EXERCISE INSTRUCTIONS. Below are the records; locate each line with the word "necktie" and copy it.

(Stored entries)
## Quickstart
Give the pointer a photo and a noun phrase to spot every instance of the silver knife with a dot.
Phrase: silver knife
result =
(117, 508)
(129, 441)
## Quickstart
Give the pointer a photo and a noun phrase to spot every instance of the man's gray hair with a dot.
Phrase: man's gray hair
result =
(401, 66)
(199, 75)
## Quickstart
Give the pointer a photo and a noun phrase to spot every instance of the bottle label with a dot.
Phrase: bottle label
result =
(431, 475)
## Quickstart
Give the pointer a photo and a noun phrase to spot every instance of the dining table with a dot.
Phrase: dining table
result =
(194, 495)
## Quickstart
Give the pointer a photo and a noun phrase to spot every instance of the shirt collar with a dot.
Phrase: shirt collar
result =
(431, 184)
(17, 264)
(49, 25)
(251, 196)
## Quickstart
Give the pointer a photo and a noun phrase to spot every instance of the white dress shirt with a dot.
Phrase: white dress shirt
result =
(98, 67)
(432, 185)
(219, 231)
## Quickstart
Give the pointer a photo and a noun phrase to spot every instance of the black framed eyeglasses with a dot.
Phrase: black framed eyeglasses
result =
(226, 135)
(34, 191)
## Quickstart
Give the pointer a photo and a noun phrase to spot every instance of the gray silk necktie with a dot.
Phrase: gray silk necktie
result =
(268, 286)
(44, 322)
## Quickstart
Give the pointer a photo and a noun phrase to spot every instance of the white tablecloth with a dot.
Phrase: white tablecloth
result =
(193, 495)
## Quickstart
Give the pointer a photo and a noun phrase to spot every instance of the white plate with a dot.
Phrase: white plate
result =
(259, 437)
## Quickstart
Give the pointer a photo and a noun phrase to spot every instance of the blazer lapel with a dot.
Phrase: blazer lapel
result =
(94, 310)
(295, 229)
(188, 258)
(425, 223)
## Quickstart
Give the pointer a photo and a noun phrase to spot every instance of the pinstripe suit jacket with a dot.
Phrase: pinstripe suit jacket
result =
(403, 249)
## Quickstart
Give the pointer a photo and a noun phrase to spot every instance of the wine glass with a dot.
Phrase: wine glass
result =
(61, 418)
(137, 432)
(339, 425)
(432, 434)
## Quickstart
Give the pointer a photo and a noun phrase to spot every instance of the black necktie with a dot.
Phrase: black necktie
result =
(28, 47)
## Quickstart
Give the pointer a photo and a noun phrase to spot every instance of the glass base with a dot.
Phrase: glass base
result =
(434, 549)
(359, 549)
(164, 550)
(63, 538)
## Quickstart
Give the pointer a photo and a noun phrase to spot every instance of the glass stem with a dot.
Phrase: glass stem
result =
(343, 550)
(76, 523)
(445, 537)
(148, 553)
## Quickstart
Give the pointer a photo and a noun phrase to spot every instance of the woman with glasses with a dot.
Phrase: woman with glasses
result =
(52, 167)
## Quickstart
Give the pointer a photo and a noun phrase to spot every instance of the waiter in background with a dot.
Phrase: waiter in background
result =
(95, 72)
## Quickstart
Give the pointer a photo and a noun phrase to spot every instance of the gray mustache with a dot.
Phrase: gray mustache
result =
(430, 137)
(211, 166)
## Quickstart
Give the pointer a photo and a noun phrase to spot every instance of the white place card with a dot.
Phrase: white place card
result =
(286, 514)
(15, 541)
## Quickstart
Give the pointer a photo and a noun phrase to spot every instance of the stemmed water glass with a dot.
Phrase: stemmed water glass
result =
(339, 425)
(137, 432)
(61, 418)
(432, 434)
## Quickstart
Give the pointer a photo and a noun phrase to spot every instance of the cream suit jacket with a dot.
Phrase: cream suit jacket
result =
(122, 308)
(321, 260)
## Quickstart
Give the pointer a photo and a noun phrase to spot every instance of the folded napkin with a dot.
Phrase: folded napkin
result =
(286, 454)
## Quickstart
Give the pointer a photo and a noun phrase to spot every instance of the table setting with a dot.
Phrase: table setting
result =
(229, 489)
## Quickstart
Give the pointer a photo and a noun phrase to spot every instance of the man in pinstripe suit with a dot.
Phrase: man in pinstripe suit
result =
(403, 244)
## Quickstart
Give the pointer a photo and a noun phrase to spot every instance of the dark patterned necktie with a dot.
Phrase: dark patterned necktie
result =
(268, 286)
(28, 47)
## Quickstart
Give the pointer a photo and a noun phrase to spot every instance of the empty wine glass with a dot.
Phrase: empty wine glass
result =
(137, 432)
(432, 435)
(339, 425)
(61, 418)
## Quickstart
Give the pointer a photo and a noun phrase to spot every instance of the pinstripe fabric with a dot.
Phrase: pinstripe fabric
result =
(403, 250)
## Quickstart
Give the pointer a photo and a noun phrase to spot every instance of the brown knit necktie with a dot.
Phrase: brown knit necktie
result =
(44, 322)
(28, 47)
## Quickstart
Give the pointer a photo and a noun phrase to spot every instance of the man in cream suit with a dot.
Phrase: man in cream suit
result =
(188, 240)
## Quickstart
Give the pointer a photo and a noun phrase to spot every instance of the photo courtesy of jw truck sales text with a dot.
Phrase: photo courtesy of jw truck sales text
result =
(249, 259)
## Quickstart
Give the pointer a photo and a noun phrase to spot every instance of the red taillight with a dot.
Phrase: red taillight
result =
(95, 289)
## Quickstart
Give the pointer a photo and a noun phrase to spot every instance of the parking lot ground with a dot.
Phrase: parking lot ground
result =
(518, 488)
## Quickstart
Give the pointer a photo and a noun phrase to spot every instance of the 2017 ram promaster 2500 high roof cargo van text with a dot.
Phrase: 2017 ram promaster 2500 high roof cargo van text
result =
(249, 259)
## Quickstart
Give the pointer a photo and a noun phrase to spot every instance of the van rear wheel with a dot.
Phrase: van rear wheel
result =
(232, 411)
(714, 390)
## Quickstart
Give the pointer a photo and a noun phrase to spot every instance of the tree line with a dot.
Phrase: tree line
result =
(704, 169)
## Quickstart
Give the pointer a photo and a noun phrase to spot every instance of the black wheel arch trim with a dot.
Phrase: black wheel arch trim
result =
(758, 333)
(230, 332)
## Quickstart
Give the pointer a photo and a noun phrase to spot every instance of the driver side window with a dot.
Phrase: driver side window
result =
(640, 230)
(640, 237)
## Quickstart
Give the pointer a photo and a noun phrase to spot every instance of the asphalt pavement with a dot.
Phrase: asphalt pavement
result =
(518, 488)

EXPECTED OUTPUT.
Give the pointer a photo and a noun phrase to spot every instance of the gray silk necktie with a dot.
Phrase: gray silk necktie
Give the pointer a photo and a noun phrase to spot every instance of the black necktie with a dot.
Phrase: black necktie
Give the pointer a photo and a noun phrase to spot every instance of the dark patterned necktie with a dot.
Phrase: dark patterned necktie
Give the pointer a photo and a noun phrase to spot every instance of the brown knit necktie with a dot.
Phrase: brown knit necktie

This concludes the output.